(Document segment):
=-=-=-=-=
Very early indications from Africa suggest it does not cause particularly severe disease (though the World Health Organization has urged caution given the limited data available). At this point, it isn't clear whether it has any greater capacity to evade vaccines than other SARS-CoV-2 strains such as Delta.
It is very common for viruses to become less virulent (that is, cause less severe disease) once they become established in a population. The classic example is myxomatosis, which killed 99% of rabbits when first introduced into Australia, but now causes much lower mortality.
Some experts have predicted COVID will also become less severe as it transitions to an endemic level of disease – settling into a predictable pattern of infections in a given location. It is possible the Omicron variant may be the first step in this process.
Why do some variants become dominant?
Evolutionary biology suggests variants are more likely to thrive if they increase more rapidly in the human population than current strains. This means two things: strains with a higher R number (the basic reproduction number, or the average number of people an infectious person will likely infect) will replace those with a lower R number.
=-=-=-=-=
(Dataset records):
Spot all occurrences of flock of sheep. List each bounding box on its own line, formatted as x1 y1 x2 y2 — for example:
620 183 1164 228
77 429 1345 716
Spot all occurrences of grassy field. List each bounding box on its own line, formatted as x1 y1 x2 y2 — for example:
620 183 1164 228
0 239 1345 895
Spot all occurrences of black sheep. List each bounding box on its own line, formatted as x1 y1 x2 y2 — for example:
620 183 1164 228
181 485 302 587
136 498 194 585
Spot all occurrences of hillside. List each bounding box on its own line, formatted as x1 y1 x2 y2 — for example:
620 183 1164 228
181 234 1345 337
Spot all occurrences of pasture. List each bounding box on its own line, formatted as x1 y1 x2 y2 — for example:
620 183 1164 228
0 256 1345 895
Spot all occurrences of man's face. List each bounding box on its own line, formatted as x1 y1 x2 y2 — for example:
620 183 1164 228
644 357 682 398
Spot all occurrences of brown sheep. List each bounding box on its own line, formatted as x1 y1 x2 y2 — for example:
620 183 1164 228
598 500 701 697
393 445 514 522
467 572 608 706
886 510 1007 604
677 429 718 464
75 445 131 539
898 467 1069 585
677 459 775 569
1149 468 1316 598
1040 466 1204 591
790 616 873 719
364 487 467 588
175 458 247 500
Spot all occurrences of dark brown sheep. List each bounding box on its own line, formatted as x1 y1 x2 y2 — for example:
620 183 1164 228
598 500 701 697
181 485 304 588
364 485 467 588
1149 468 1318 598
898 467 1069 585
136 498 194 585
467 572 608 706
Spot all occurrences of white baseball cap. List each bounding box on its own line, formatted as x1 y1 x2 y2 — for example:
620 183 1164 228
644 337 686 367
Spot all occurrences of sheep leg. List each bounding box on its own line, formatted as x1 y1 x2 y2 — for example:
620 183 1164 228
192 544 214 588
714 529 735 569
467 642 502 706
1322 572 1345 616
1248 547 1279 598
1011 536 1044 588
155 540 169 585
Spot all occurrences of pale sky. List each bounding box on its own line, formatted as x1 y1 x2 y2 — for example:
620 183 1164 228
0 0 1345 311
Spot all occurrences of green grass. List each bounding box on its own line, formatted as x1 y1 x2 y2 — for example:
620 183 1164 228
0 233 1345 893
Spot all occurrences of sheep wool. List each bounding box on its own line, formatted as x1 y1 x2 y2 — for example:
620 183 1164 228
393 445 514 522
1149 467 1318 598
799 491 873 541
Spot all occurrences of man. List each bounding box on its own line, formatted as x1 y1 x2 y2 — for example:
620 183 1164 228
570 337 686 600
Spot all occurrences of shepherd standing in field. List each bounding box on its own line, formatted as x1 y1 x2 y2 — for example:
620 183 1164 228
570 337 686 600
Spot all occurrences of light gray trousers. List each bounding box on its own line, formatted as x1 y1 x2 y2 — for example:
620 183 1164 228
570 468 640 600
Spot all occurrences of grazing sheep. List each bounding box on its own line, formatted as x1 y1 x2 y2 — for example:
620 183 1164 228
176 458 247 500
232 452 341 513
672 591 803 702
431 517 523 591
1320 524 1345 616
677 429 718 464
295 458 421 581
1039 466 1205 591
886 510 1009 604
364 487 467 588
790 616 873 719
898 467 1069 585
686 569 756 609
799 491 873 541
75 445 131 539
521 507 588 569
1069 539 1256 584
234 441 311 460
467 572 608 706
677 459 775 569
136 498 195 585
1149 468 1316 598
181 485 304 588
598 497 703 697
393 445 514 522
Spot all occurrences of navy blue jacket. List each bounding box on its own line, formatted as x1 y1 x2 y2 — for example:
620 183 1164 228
=-=-=-=-=
(Instructions):
A. In the passage on COVID-19 variants, what share of rabbits did myxomatosis kill when it was first introduced into Australia?
B. Write the next part of the passage on COVID-19 variants, picking up after its final sentence.

(Task-by-task results):
A. It killed 99% of rabbits.

B.
Additionally, strains that lead to the host being infectious earlier will replace those that take longer to become infectious. So strains with a shorter incubation period replace those with a longer incubation period. This appears to be the case with Delta, which has a shorter incubation period than the strains before it.
Viral strain evolution needs to be considered in the particular population in which the variant appears. Disease evolution is expected to work differently in a population with low levels of vaccination compared to one with higher levels of vaccination.
In a largely unvaccinated population, like South Africa where roughly 25% of the population is vaccinated and the Omicron variant was first detected, strains with a high R number will stand a better chance of taking hold. But in a highly vaccinated population, strains that are better able to evade the vaccine will be more likely to dominate, even if they have a lower R number in unvaccinated people.